— start of Records provided —
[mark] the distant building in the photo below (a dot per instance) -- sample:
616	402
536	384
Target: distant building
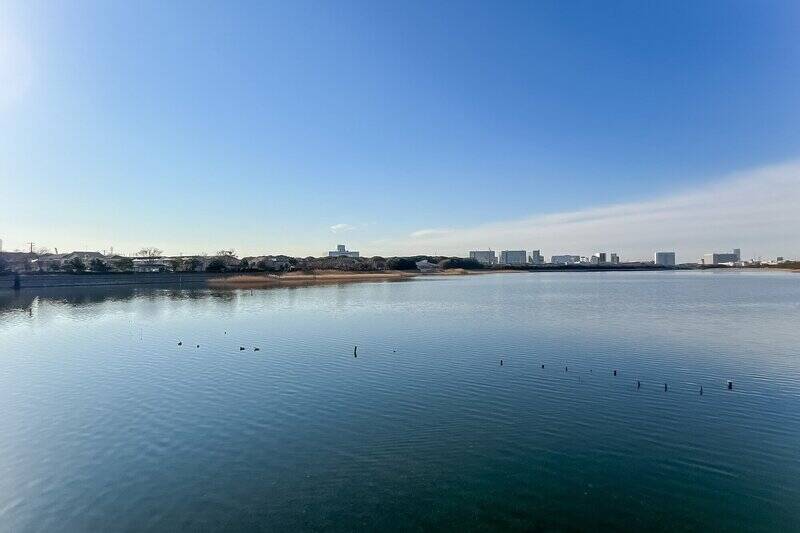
565	259
426	266
342	251
664	258
514	257
722	258
604	258
486	257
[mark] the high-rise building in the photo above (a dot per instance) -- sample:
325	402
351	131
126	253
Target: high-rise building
342	251
604	258
486	257
664	258
513	257
565	259
722	258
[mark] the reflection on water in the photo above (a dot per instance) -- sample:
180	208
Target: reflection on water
109	424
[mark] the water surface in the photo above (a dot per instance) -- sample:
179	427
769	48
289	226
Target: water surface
108	424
— end of Records provided —
## Task brief
Copy all of the records above line for line, leaving out the picture.

## Complete answer
[mark] the distant building in the photo below (a dot per instance) -- sample:
616	402
536	384
Target: distant building
565	259
426	266
342	251
664	258
514	257
722	258
604	258
486	257
[mark] the high-rise building in the photo above (a dot per instance) -- sample:
325	402
351	131
126	253
Target: high-rise building
342	251
604	258
486	257
664	258
513	257
565	259
722	258
[mark] the reflection on water in the photo above (a dot per instance) -- sample:
180	208
Target: reflection on water
109	424
[mark] the water surface in the photo above (a dot per instance) -- sample:
179	427
769	48
289	226
Target: water surface
108	424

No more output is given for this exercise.